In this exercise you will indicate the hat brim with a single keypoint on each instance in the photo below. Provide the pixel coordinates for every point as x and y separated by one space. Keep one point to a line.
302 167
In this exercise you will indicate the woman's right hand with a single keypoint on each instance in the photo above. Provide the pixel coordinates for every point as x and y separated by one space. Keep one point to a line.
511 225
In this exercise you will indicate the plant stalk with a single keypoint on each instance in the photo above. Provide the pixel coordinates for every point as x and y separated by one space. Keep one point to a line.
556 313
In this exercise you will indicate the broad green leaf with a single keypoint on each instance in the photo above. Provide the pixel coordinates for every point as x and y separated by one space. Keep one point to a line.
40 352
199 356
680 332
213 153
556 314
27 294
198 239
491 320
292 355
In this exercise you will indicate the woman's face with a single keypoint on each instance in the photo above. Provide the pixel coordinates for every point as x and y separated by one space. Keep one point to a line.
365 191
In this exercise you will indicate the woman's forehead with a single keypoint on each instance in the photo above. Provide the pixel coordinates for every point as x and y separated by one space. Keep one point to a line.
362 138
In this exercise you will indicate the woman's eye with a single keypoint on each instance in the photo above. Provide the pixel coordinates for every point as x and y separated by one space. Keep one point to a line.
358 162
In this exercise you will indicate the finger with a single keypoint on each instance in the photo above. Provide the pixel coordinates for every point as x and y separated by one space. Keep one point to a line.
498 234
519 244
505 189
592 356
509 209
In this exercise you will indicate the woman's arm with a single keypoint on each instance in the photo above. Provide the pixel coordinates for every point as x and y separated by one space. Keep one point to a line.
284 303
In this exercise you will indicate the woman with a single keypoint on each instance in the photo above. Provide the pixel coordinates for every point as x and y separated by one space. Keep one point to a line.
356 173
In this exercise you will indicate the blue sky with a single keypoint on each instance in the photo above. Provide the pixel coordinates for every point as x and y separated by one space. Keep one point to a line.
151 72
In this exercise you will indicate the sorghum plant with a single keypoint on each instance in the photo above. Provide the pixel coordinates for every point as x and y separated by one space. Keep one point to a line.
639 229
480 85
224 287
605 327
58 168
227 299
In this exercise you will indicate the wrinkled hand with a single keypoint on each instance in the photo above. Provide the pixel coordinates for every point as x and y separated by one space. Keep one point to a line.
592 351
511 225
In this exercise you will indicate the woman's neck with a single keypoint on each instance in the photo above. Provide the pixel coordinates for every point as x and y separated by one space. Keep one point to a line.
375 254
------------------------------------------------------------------------
▸ Challenge
Output each entry precisely as given.

▸ Exercise answer
In this exercise you will indicate the hat brim with a single keypoint on each instance in the photo below. Provide the pixel coordinates for every point as x and y separated by one space. Keep one point to a line.
302 167
In this exercise you will indicate the woman's right hand with a single keypoint on each instance in the photo above. Provide the pixel coordinates for every point as x and y separated by one space. Keep one point to a line.
511 225
In this exercise you will indicate the plant stalk with a single keypoint on each instance in the photo above. Provide the pixel coordinates for every point as x and y separated by one space. Keep one point to a line.
556 313
In this exercise you will indicate the broad green leaf with a single keypoint on each instance in the photo above. Provide the pixel coordinates for every point as x and y separated by one space. Keep one point to a line.
40 352
199 356
680 332
213 153
556 314
27 294
198 239
491 320
292 355
In this exercise you will indicate the woman's face with a single keypoint on each instance in the photo above. Provide the pixel coordinates for every point as x and y separated by one space. Keep one point to a line.
365 191
In this exercise you will indicate the woman's forehead with a single keypoint on each instance in the photo above. Provide the pixel coordinates for every point as x and y separated by one space. Keep one point to a line.
362 138
In this exercise you will indicate the woman's eye with a single keypoint on each instance in the photo above. Provide the pixel coordinates for every point as x and y separated by one space. Keep one point to a line.
358 162
In this exercise you will indicate the finger with a single keypoint on each instance in the photo above. Provide the pixel coordinates for every point as x and y separated by one space. Keep one point to a line.
498 234
519 244
505 189
592 356
509 209
In this exercise you will indicate the woman's arm with a single keypoint on each instance in the photo above. Provide the pixel coordinates for every point as x and y separated by one space. Keep one point to a line.
284 303
In this exercise you will indicate the woman with a single keypoint on each instance in the photo above. Provide the pixel coordinates for every point as x and y separated by one space. Keep one point to a line.
356 173
In this exercise you will indicate the blue sky with a single keypoint on each instance in the photo above. Provide the pixel coordinates for every point as x and y separated by one space. Keep one point to a line.
151 72
In this exercise you will indicate the sorghum plant with a single keypoint on each instance in the photo above. Provide the pixel coordinates for every point as x and y separated by one space. Keep one point to a line.
639 229
480 85
224 287
605 327
58 168
227 299
In this exercise you will indicate the wrinkled hand with a single keypoint on each instance in the photo above. Provide the pixel coordinates for every point as x and y separated by one space. Keep one point to a line.
592 351
511 225
In this exercise you will indicate the woman's neck with a single keypoint on each instance in the photo above. Provide the pixel coordinates for every point as x and y separated by one space. Keep one point to a line.
375 254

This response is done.